— START —
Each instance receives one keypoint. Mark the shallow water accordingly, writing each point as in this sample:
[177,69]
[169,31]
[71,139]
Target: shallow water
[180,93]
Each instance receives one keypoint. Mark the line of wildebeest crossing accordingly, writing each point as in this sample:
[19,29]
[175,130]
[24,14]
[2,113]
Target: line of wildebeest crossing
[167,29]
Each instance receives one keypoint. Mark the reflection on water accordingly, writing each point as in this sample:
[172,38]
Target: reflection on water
— END —
Job> Update the listing above by replacing every occurrence of "keypoint" with "marker point", and leave all other text unchanged.

Complete response>
Each instance receives one marker point. Mark the shallow water accordingly, writing each point as in this sample:
[177,69]
[169,31]
[71,139]
Target: shallow water
[180,93]
Each instance receives one marker point. Mark the line of wildebeest crossing accordingly, writing each point as in this sample:
[19,29]
[175,130]
[24,14]
[2,113]
Target: line of wildebeest crossing
[167,29]
Each instance receives one marker point. Mark the reflection on water accordingly, writing each point as in this sample:
[172,38]
Target: reflection on water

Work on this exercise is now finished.